## START GIVEN DATA
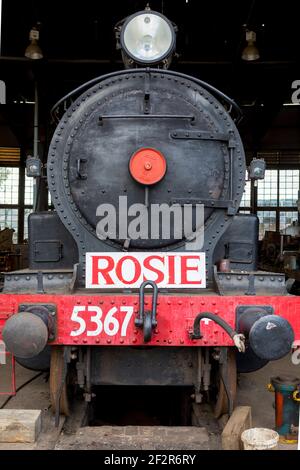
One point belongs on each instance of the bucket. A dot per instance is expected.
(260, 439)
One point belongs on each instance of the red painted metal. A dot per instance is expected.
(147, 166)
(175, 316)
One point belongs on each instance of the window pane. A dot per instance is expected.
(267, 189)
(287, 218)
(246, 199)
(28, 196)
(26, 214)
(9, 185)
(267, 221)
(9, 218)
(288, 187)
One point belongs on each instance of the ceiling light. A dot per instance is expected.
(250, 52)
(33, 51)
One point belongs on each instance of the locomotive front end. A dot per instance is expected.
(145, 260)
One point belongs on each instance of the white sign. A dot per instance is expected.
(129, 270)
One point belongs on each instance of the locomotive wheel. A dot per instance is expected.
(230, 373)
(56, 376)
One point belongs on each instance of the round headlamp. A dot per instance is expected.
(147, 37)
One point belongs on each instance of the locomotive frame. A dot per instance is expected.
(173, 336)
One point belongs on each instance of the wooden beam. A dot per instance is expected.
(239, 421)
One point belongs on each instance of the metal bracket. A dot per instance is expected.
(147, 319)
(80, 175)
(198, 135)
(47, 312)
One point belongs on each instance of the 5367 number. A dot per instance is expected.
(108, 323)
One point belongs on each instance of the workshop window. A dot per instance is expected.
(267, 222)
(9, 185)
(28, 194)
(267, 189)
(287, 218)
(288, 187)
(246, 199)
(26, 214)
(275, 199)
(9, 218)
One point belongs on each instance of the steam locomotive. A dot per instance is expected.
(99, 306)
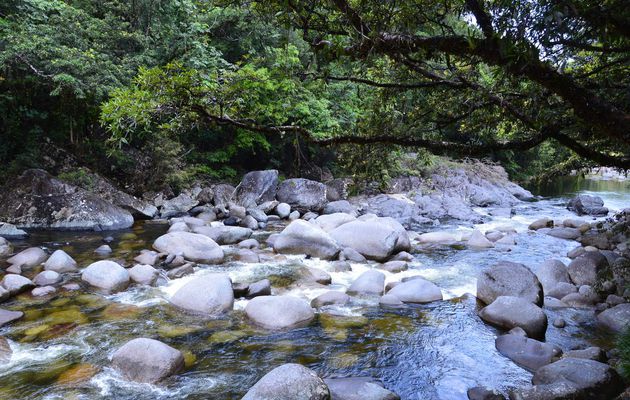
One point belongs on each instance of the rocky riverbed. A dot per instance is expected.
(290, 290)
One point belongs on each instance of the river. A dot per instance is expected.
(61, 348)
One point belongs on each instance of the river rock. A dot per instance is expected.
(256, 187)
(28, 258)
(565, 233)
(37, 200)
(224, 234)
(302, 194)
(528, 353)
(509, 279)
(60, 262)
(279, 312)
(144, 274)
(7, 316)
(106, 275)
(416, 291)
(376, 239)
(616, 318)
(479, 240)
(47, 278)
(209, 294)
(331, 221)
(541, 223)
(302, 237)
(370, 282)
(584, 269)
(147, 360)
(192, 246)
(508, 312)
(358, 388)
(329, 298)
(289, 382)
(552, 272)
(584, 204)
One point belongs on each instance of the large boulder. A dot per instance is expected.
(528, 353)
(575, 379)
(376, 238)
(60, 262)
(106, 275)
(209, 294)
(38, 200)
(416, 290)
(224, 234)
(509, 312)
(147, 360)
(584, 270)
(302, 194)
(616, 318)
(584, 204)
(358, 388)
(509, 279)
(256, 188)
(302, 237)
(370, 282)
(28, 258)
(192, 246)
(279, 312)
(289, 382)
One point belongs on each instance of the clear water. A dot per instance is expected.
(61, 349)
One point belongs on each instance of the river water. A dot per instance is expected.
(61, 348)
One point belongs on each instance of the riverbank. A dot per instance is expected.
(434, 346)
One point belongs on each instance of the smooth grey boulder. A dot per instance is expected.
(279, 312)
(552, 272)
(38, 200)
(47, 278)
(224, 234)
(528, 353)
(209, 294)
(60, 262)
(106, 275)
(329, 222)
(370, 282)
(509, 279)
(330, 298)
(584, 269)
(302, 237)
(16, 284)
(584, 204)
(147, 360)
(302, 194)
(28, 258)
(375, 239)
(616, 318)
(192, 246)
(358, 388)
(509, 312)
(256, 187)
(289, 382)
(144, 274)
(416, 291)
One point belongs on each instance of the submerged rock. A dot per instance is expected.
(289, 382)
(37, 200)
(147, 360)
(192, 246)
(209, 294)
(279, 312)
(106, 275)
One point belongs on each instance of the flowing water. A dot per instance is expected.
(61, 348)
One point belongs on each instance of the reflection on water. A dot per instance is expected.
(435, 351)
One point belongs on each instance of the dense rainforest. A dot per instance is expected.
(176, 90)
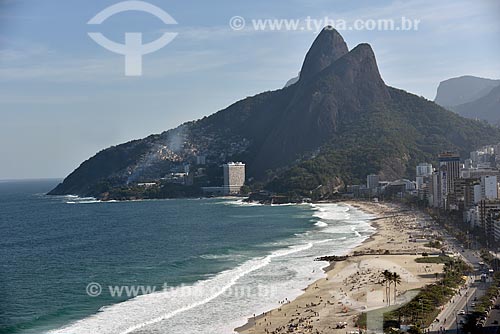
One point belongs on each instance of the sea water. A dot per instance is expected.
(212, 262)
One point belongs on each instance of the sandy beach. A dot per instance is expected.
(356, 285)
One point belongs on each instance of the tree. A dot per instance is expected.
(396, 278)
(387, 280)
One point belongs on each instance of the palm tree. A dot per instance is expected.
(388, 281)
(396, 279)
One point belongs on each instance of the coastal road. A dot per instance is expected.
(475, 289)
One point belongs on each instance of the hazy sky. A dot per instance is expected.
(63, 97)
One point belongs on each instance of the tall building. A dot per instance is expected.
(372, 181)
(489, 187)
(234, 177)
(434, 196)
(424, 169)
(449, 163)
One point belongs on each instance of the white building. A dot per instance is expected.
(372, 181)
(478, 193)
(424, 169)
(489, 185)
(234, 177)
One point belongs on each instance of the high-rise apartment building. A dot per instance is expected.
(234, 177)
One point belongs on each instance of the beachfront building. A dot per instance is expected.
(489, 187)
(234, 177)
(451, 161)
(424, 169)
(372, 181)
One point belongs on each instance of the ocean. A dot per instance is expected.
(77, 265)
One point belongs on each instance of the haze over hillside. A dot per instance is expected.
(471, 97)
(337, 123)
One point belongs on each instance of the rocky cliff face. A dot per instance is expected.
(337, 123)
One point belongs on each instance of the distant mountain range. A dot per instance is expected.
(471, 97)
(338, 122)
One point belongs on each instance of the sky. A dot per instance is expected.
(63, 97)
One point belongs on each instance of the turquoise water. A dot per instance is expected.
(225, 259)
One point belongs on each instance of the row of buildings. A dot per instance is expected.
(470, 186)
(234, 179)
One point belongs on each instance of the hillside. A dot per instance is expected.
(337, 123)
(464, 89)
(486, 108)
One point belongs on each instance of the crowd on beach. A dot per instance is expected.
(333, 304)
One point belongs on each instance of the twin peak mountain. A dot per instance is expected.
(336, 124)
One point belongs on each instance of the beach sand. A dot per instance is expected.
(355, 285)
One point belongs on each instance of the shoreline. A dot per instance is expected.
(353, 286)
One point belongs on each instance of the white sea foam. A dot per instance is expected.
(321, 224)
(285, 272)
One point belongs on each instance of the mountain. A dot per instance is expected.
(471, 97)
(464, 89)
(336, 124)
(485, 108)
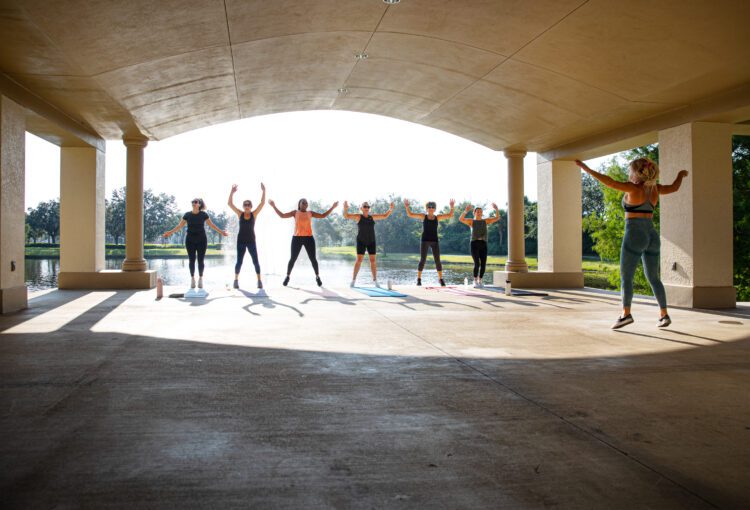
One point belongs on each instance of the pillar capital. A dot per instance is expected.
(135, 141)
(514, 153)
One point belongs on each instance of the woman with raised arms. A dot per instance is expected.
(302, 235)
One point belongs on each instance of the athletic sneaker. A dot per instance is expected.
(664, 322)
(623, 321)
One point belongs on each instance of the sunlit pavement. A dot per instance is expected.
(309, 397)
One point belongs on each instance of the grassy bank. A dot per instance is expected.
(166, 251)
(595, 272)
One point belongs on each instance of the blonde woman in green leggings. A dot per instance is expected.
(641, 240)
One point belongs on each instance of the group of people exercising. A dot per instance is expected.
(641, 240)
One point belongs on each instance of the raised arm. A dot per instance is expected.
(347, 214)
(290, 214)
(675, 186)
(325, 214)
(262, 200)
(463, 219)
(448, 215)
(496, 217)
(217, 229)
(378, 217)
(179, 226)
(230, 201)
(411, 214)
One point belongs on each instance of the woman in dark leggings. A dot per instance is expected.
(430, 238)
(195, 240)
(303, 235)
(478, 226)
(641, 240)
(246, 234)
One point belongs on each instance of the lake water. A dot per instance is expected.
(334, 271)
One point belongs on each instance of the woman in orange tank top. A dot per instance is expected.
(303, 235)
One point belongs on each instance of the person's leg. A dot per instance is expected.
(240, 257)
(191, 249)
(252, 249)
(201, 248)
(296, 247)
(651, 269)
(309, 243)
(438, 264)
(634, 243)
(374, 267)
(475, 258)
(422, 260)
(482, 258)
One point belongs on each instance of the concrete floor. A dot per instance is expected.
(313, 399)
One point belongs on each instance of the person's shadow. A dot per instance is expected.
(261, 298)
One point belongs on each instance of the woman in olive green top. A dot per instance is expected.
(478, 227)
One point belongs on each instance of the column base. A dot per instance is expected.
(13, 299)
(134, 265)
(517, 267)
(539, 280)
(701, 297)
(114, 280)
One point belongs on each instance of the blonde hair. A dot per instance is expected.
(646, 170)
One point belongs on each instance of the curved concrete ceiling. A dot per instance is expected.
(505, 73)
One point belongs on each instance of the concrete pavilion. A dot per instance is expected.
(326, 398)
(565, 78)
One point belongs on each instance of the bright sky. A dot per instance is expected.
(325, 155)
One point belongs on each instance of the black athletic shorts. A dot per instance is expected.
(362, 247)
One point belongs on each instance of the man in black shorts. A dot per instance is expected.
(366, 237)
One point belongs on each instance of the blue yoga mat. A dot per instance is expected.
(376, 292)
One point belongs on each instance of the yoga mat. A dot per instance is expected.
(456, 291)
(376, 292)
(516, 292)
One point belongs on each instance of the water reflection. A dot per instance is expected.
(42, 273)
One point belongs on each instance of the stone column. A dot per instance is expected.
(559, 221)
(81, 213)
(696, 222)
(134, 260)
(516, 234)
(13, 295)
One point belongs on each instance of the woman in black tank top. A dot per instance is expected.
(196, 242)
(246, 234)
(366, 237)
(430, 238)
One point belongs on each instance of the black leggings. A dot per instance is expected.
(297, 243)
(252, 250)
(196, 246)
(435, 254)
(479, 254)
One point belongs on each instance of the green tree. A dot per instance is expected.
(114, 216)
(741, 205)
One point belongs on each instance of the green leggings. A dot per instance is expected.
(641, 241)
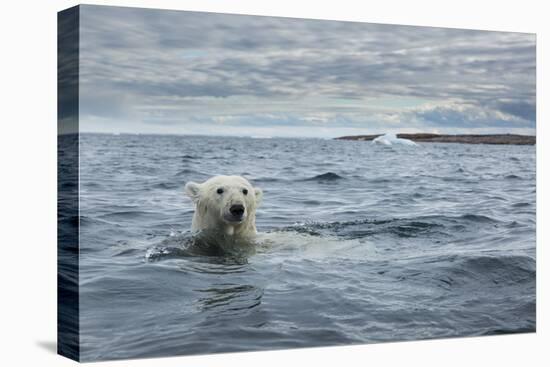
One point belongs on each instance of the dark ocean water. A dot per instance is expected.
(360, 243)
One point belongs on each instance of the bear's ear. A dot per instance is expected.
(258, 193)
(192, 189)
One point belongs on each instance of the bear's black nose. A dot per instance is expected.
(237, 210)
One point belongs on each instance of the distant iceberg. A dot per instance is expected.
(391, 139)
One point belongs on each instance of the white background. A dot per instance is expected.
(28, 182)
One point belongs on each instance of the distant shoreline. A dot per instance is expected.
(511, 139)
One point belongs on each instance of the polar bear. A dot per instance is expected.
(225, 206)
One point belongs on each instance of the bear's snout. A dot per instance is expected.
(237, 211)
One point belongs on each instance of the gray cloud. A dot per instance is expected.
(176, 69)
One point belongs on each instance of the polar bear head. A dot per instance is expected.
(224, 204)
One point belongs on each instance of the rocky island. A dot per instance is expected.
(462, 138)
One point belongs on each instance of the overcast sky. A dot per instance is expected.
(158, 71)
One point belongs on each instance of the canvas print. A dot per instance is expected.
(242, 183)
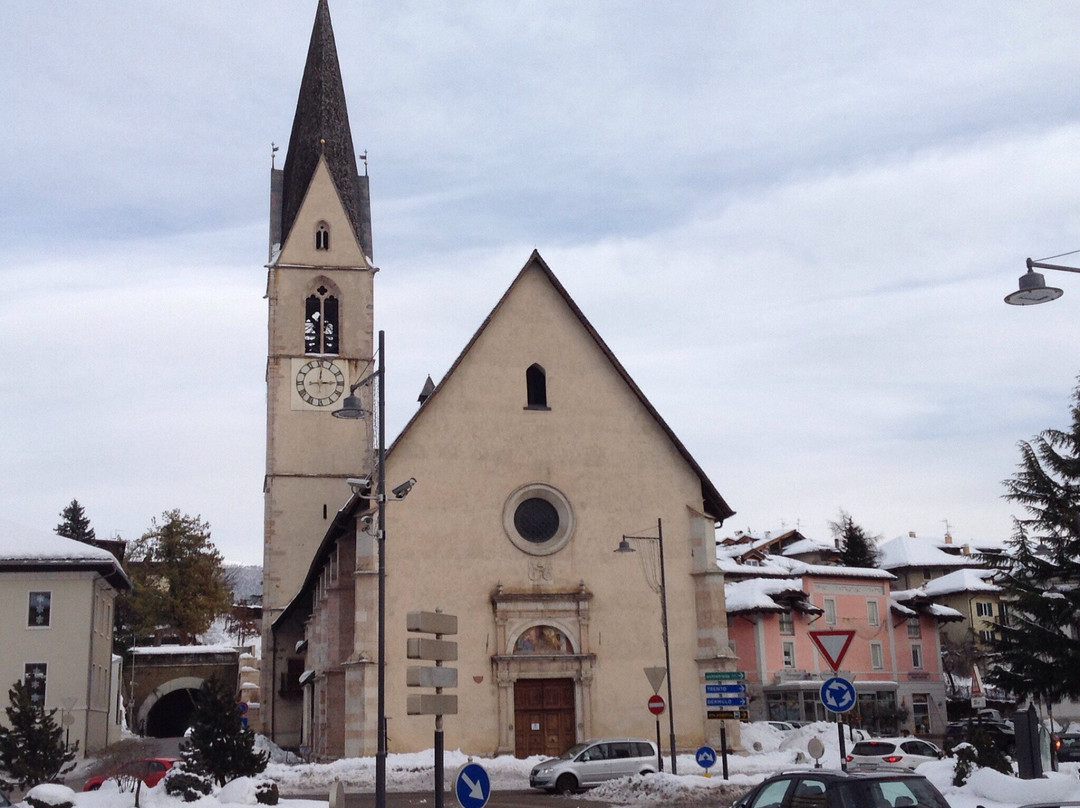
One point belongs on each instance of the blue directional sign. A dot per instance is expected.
## END GIVEN DATA
__EXERCISE GOAL__. Reproduce the material from the line holding "One point belongs on each instance of the distant iceberg." through the end, with both ends included, and leave the pictures out.

__TASK OUTPUT__.
One point belongs on each instance of the distant iceberg. A dot per instance is expected.
(391, 139)
One point belongs on each instance of the white background. A dot per instance is expected.
(28, 182)
One point belongs on each instance of the distant shoreline. A dot per instance is expected.
(511, 139)
One point belongs on each instance of the polar bear. A dot per instance is expected.
(225, 206)
One point belongs on each instance of the bear's snout. A dot per instance is expected.
(237, 211)
One point belongs on each instance of the gray cloud. A dot per instance is expected.
(176, 69)
One point belongs on each instance of the polar bear head. A dot per instance is expected.
(224, 204)
One point belongs on each instance of the rocky island. A dot per instance is expected.
(462, 138)
One point belongs on each instance of the overcast sky. A dot per instance is expected.
(158, 71)
One point belongs on each instance of the canvas print. A dot per instance is expected.
(242, 183)
One point belongs on each instance of the blue directional sign. A dot per instance is expected.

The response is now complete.